Given passage
# # # #

What makes Fatal Frame more scary (to me) than Resident Evil or Silent Hill are two-fold:

1. Weapons. Sure, anyone can feel safe and secure with a rocket launcher or even a lead pipe, but what happens when you take away all conventional weapons and leave the player with something totally unconventional? If familiarity of the weapon is lost, in comes the horror.

2. The enemies. Thanks to the movie "Predator", we all know that if it bleeds, we can kill it. Zombies need special attention in shooting for the brain, but they fall like any other creature, and a couple whacks with the lead pipe can bring down a crawler in Silent Hill. But what happens when you are facing something that has no lore in mythology on how to kill? Ghosts are already fully dead and have no bodies, thus they cannot bleed or give us any indication on how to destroy them. Combined with the unconventional weapon given, Fatal Frame is definitely a fine choice for scares and thrills.

# # # #

Activity
Quote the full passage on why Fatal Frame feels scarier than Resident Evil or Silent Hill, word for word.

# # # #

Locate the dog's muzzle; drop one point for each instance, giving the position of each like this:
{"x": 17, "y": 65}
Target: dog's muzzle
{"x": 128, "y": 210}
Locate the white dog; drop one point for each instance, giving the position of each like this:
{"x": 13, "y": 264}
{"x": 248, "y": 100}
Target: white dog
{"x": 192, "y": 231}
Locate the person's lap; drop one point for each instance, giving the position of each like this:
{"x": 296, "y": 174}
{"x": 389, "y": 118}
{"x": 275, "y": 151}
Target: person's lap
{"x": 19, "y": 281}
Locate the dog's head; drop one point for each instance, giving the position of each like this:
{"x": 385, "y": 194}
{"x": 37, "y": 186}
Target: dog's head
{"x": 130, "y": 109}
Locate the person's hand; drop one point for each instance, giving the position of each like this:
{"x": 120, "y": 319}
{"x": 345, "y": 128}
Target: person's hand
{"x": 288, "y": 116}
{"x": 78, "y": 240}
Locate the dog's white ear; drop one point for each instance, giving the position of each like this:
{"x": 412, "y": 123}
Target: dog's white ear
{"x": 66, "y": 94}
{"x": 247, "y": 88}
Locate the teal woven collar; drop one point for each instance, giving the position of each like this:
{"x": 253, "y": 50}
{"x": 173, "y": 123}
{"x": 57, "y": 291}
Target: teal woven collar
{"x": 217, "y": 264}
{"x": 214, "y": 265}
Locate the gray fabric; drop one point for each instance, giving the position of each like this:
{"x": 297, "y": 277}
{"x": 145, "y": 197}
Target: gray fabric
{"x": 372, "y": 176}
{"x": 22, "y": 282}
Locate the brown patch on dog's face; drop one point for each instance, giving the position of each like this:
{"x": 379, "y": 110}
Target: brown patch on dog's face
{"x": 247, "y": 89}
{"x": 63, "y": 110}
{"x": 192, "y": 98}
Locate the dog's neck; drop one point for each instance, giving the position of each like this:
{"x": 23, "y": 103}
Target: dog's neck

# # # #

Response
What makes Fatal Frame more scary (to me) than Resident Evil or Silent Hill are two-fold:

1. Weapons. Sure, anyone can feel safe and secure with a rocket launcher or even a lead pipe, but what happens when you take away all conventional weapons and leave the player with something totally unconventional? If familiarity of the weapon is lost, in comes the horror.

2. The enemies. Thanks to the movie "Predator", we all know that if it bleeds, we can kill it. Zombies need special attention in shooting for the brain, but they fall like any other creature, and a couple whacks with the lead pipe can bring down a crawler in Silent Hill. But what happens when you are facing something that has no lore in mythology on how to kill? Ghosts are already fully dead and have no bodies, thus they cannot bleed or give us any indication on how to destroy them. Combined with the unconventional weapon given, Fatal Frame is definitely a fine choice for scares and thrills.